Task to carry out
Your task is to print all of the material verbatim.
::::::
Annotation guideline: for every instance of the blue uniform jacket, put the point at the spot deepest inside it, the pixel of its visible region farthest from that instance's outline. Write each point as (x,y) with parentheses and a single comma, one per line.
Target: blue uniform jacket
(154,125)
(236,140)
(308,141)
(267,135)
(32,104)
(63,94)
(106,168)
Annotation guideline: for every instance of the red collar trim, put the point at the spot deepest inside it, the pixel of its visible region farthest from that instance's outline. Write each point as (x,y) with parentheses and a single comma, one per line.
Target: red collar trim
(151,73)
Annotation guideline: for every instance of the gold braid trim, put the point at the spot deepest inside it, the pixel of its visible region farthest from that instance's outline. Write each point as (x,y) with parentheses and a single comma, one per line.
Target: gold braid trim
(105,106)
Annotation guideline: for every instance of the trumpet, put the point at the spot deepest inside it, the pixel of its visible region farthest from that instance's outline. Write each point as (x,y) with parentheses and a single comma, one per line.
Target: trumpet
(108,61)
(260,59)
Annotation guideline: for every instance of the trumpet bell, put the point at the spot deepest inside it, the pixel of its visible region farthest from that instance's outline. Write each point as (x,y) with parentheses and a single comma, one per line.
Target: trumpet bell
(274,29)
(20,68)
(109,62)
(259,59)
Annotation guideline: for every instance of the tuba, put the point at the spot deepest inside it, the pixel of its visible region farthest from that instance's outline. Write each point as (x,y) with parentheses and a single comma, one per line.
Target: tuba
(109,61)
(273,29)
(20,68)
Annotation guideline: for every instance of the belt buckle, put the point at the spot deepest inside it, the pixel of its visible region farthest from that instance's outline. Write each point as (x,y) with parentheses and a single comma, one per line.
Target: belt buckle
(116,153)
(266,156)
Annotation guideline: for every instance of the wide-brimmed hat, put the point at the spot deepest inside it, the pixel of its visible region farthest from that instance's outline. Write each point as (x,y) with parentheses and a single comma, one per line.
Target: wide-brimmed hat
::::::
Response to this exercise
Annotation guideline: for every instance of the blue uniform jacket, put the point at the spot deepest inside it, the pixel of its visible region farthest from that instance's outline. Write each point as (x,y) with parentheses and a single comma, one per line.
Target: blue uniform jacket
(154,125)
(236,140)
(308,141)
(267,135)
(32,104)
(63,94)
(106,168)
Annotation guideline: for every instance of the red collar trim, put the point at the spot deepest inside it, the pixel of its visible region farthest from that instance's outline. Write each point as (x,y) with parentheses and a single comma, one per line.
Target: red collar trim
(151,73)
Annotation guideline: for every instance of the gold braid trim, put the point at the spot deepest inside it, the pixel of its visible region farthest from that instance's outline. Write each point as (x,y) with parentheses and a single comma, one per line.
Target: gold braid trim
(105,106)
Annotation guideline: for every instance of the trumpet, put the point at the spot deepest inside it, the pixel of its visible region farthest from that instance's outline. Write each point as (x,y) with parentheses and a single comma, one per line.
Target: trumpet
(108,61)
(260,59)
Annotation guideline: for every instance of the trumpet bell, put the point at the spot deepest inside it, the pixel of its visible region farthest from that instance's outline. Write each point as (x,y) with parentheses and a single comma, one per line.
Target: trumpet bell
(274,29)
(20,68)
(109,62)
(259,59)
Annotation guideline: for every instance of the tuba, put the point at the spot deepest inside it, the pixel of its visible region farthest from that instance's outline. Write each point as (x,y) with parentheses and a single comma, one per line.
Target: tuba
(109,61)
(273,29)
(20,68)
Annotation guideline: for every instance of the belt buckle, put the point at the spot deepest inside it, the pixel of its visible region farthest from that instance's outline. Write each point as (x,y) with parentheses and a single comma, one per line.
Target: belt buckle
(116,153)
(266,156)
Annotation guideline: for every instance of the wide-brimmed hat, put the point at the spot deepest inside it, the pixel of its visible region farthest from that instance's outline. Write each point as (x,y) with parentheses and a single comma, one per line.
Target: wide-brimmed hat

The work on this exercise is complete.